### Stated task
Please format the data below as a Markdown table with the columns Row and Line, giving each line its own numbered row and skipping blank lines. Leave the pictures out.

### Collected data
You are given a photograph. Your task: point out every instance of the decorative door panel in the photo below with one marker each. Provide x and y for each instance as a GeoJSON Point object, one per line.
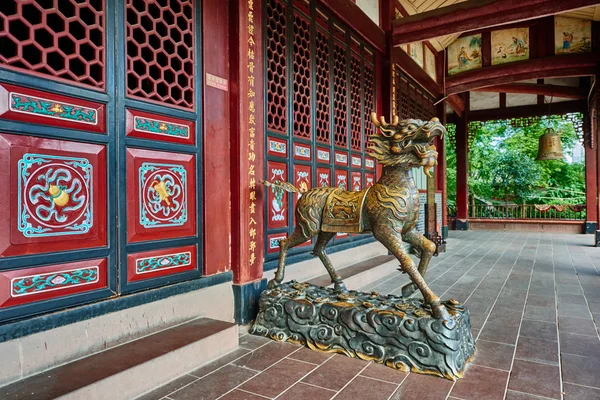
{"type": "Point", "coordinates": [323, 155]}
{"type": "Point", "coordinates": [37, 107]}
{"type": "Point", "coordinates": [341, 179]}
{"type": "Point", "coordinates": [145, 125]}
{"type": "Point", "coordinates": [277, 147]}
{"type": "Point", "coordinates": [356, 181]}
{"type": "Point", "coordinates": [158, 263]}
{"type": "Point", "coordinates": [161, 195]}
{"type": "Point", "coordinates": [323, 176]}
{"type": "Point", "coordinates": [58, 197]}
{"type": "Point", "coordinates": [273, 242]}
{"type": "Point", "coordinates": [369, 180]}
{"type": "Point", "coordinates": [23, 286]}
{"type": "Point", "coordinates": [277, 198]}
{"type": "Point", "coordinates": [302, 152]}
{"type": "Point", "coordinates": [317, 107]}
{"type": "Point", "coordinates": [341, 158]}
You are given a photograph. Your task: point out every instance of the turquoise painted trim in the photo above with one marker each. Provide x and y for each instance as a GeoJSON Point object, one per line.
{"type": "Point", "coordinates": [160, 127]}
{"type": "Point", "coordinates": [52, 109]}
{"type": "Point", "coordinates": [22, 286]}
{"type": "Point", "coordinates": [151, 264]}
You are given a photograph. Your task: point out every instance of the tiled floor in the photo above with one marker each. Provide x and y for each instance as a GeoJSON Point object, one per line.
{"type": "Point", "coordinates": [535, 307]}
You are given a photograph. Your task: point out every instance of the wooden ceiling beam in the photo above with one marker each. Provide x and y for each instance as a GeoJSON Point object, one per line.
{"type": "Point", "coordinates": [476, 14]}
{"type": "Point", "coordinates": [547, 67]}
{"type": "Point", "coordinates": [457, 104]}
{"type": "Point", "coordinates": [565, 92]}
{"type": "Point", "coordinates": [535, 110]}
{"type": "Point", "coordinates": [349, 13]}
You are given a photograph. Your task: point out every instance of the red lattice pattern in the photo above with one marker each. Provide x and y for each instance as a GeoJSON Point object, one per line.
{"type": "Point", "coordinates": [369, 100]}
{"type": "Point", "coordinates": [276, 64]}
{"type": "Point", "coordinates": [301, 77]}
{"type": "Point", "coordinates": [160, 51]}
{"type": "Point", "coordinates": [322, 87]}
{"type": "Point", "coordinates": [340, 96]}
{"type": "Point", "coordinates": [411, 102]}
{"type": "Point", "coordinates": [355, 103]}
{"type": "Point", "coordinates": [58, 38]}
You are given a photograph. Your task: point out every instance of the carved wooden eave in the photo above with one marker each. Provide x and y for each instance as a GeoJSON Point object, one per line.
{"type": "Point", "coordinates": [476, 14]}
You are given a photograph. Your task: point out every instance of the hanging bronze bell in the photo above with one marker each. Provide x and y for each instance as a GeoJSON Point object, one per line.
{"type": "Point", "coordinates": [549, 147]}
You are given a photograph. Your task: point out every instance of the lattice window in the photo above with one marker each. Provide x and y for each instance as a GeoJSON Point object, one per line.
{"type": "Point", "coordinates": [57, 38]}
{"type": "Point", "coordinates": [301, 77]}
{"type": "Point", "coordinates": [276, 65]}
{"type": "Point", "coordinates": [322, 87]}
{"type": "Point", "coordinates": [355, 103]}
{"type": "Point", "coordinates": [340, 96]}
{"type": "Point", "coordinates": [160, 51]}
{"type": "Point", "coordinates": [410, 101]}
{"type": "Point", "coordinates": [369, 94]}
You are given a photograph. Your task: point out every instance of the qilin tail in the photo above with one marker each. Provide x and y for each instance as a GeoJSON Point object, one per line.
{"type": "Point", "coordinates": [288, 187]}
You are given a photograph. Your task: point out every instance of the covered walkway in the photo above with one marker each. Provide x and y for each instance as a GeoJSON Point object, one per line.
{"type": "Point", "coordinates": [535, 307]}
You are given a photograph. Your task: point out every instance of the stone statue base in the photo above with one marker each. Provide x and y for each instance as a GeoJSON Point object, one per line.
{"type": "Point", "coordinates": [387, 329]}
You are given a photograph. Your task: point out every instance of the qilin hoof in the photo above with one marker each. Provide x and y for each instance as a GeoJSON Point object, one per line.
{"type": "Point", "coordinates": [273, 283]}
{"type": "Point", "coordinates": [408, 289]}
{"type": "Point", "coordinates": [339, 287]}
{"type": "Point", "coordinates": [439, 312]}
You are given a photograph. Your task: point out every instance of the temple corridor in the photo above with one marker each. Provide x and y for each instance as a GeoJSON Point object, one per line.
{"type": "Point", "coordinates": [535, 310]}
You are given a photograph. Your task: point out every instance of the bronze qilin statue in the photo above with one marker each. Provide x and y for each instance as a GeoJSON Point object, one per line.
{"type": "Point", "coordinates": [389, 209]}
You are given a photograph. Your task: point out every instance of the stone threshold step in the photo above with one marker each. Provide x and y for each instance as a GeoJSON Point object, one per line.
{"type": "Point", "coordinates": [133, 368]}
{"type": "Point", "coordinates": [362, 273]}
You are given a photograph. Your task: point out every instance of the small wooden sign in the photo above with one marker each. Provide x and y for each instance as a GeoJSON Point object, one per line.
{"type": "Point", "coordinates": [217, 82]}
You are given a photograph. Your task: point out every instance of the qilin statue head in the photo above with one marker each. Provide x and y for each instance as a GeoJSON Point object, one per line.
{"type": "Point", "coordinates": [405, 143]}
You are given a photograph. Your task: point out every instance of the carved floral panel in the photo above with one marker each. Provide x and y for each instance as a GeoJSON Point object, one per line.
{"type": "Point", "coordinates": [58, 196]}
{"type": "Point", "coordinates": [277, 198]}
{"type": "Point", "coordinates": [161, 195]}
{"type": "Point", "coordinates": [156, 263]}
{"type": "Point", "coordinates": [29, 285]}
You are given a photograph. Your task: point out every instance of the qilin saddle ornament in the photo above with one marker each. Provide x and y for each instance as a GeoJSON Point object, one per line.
{"type": "Point", "coordinates": [389, 209]}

### Answer for this exercise
| Row | Line |
|---|---|
| 1 | You are given a photograph. Your task: point out every instance of the decorative door panel in the photo below with one marker each. Provide x and y for each instance as a GeoJSON Point object, one per line. |
| 2 | {"type": "Point", "coordinates": [323, 155]} |
| 3 | {"type": "Point", "coordinates": [37, 107]} |
| 4 | {"type": "Point", "coordinates": [341, 179]} |
| 5 | {"type": "Point", "coordinates": [145, 125]} |
| 6 | {"type": "Point", "coordinates": [277, 147]} |
| 7 | {"type": "Point", "coordinates": [356, 181]} |
| 8 | {"type": "Point", "coordinates": [158, 263]} |
| 9 | {"type": "Point", "coordinates": [161, 195]} |
| 10 | {"type": "Point", "coordinates": [323, 176]} |
| 11 | {"type": "Point", "coordinates": [58, 197]} |
| 12 | {"type": "Point", "coordinates": [273, 242]} |
| 13 | {"type": "Point", "coordinates": [369, 180]} |
| 14 | {"type": "Point", "coordinates": [23, 286]} |
| 15 | {"type": "Point", "coordinates": [277, 198]} |
| 16 | {"type": "Point", "coordinates": [302, 152]} |
| 17 | {"type": "Point", "coordinates": [317, 107]} |
| 18 | {"type": "Point", "coordinates": [341, 158]} |
| 19 | You are given a photograph. Your task: point out every instance of the turquoise painted trim in the photo above with one marker each. Provide x and y for each instance as a GeoJSON Point object, one per line. |
| 20 | {"type": "Point", "coordinates": [160, 127]} |
| 21 | {"type": "Point", "coordinates": [52, 109]} |
| 22 | {"type": "Point", "coordinates": [22, 286]} |
| 23 | {"type": "Point", "coordinates": [151, 264]} |
| 24 | You are given a photograph. Your task: point out every instance of the tiled floor in the photo above with one marker each. Provide x and y for each instance as a GeoJSON Point object, one per line. |
| 25 | {"type": "Point", "coordinates": [535, 307]} |
| 26 | You are given a photograph. Your task: point out every instance of the wooden ceiling beam in the photo above with one marker each. Provide x and y for each instance as a GeoJSON Point object, one per line. |
| 27 | {"type": "Point", "coordinates": [476, 14]} |
| 28 | {"type": "Point", "coordinates": [547, 67]} |
| 29 | {"type": "Point", "coordinates": [457, 104]} |
| 30 | {"type": "Point", "coordinates": [565, 92]} |
| 31 | {"type": "Point", "coordinates": [535, 110]} |
| 32 | {"type": "Point", "coordinates": [349, 13]} |
| 33 | You are given a photograph. Your task: point out every instance of the red lattice pattern in the photo above with one marker each. Provide x and y for each instance as a GeoJSON Point object, one per line. |
| 34 | {"type": "Point", "coordinates": [369, 100]} |
| 35 | {"type": "Point", "coordinates": [276, 64]} |
| 36 | {"type": "Point", "coordinates": [301, 77]} |
| 37 | {"type": "Point", "coordinates": [160, 51]} |
| 38 | {"type": "Point", "coordinates": [322, 87]} |
| 39 | {"type": "Point", "coordinates": [340, 96]} |
| 40 | {"type": "Point", "coordinates": [411, 102]} |
| 41 | {"type": "Point", "coordinates": [355, 103]} |
| 42 | {"type": "Point", "coordinates": [58, 38]} |
| 43 | You are given a photograph. Your task: point out every instance of the carved wooden eave in the photo above with one marker each. Provide x and y for each instance as a GeoJSON Point object, one per line. |
| 44 | {"type": "Point", "coordinates": [476, 14]} |
| 45 | You are given a photograph. Your task: point out every instance of the hanging bronze bell in the photo above with one marker each. Provide x and y for each instance as a GeoJSON Point object, one per line. |
| 46 | {"type": "Point", "coordinates": [549, 147]} |
| 47 | You are given a photograph. Your task: point out every instance of the lattice window in the photo above with one marker each. Provide x and y for each instance as a GeoJSON Point object, one per line. |
| 48 | {"type": "Point", "coordinates": [57, 38]} |
| 49 | {"type": "Point", "coordinates": [301, 77]} |
| 50 | {"type": "Point", "coordinates": [276, 65]} |
| 51 | {"type": "Point", "coordinates": [322, 87]} |
| 52 | {"type": "Point", "coordinates": [355, 103]} |
| 53 | {"type": "Point", "coordinates": [340, 96]} |
| 54 | {"type": "Point", "coordinates": [160, 51]} |
| 55 | {"type": "Point", "coordinates": [410, 101]} |
| 56 | {"type": "Point", "coordinates": [369, 94]} |
| 57 | You are given a photograph. Your task: point out every instance of the qilin tail in the photo above with one marker each. Provide x and y for each instance as a GeoJSON Point object, one per line. |
| 58 | {"type": "Point", "coordinates": [288, 187]} |
| 59 | You are given a photograph. Your task: point out every instance of the covered walkway in the photo above with one marker each. Provide x and y for each instance as a GeoJSON Point object, one per line. |
| 60 | {"type": "Point", "coordinates": [535, 307]} |
| 61 | You are given a photograph. Your task: point out every instance of the stone statue base in the photo above with one marker each. Provide x and y for each instance as a GeoJSON Point object, one per line. |
| 62 | {"type": "Point", "coordinates": [387, 329]} |
| 63 | You are given a photograph. Your task: point out every instance of the qilin hoof in the photo above with one marker each. Provide x and y for each instance as a GeoJSON Point object, one per line. |
| 64 | {"type": "Point", "coordinates": [273, 283]} |
| 65 | {"type": "Point", "coordinates": [408, 289]} |
| 66 | {"type": "Point", "coordinates": [339, 287]} |
| 67 | {"type": "Point", "coordinates": [439, 312]} |
| 68 | You are given a photograph. Your task: point out every instance of the temple corridor in the photo above with one marker each. Provide x and y for each instance as a GeoJSON Point object, one per line. |
| 69 | {"type": "Point", "coordinates": [535, 310]} |
| 70 | You are given a photograph. Your task: point out every instance of the bronze qilin statue in the photo above with one marker each. Provide x and y for each instance as a GeoJSON Point object, one per line. |
| 71 | {"type": "Point", "coordinates": [389, 209]} |
| 72 | You are given a photograph. Your task: point out every instance of the stone threshold step in the photo above with one marker each. Provide x and y for each instance as a GeoJSON Point object, one per line. |
| 73 | {"type": "Point", "coordinates": [133, 368]} |
| 74 | {"type": "Point", "coordinates": [362, 273]} |
| 75 | You are given a photograph. Your task: point out every instance of the small wooden sign in the photo above with one marker each. Provide x and y for each instance as a GeoJSON Point object, one per line. |
| 76 | {"type": "Point", "coordinates": [217, 82]} |
| 77 | You are given a photograph. Your task: point out every instance of the qilin statue head in the photo above with one marker each. Provide x and y for each instance as a GeoJSON Point object, one per line. |
| 78 | {"type": "Point", "coordinates": [405, 143]} |
| 79 | You are given a photograph. Your task: point out every instance of the carved floral panel in the photo above with one marker each. Provide x and y for each instance as a GeoJSON Point object, one per line. |
| 80 | {"type": "Point", "coordinates": [58, 196]} |
| 81 | {"type": "Point", "coordinates": [277, 198]} |
| 82 | {"type": "Point", "coordinates": [161, 195]} |
| 83 | {"type": "Point", "coordinates": [156, 263]} |
| 84 | {"type": "Point", "coordinates": [29, 285]} |
| 85 | You are given a photograph. Your task: point out every instance of the qilin saddle ornament in the photo above with one marker each. Provide x and y for each instance as a GeoJSON Point object, one per line. |
| 86 | {"type": "Point", "coordinates": [389, 209]} |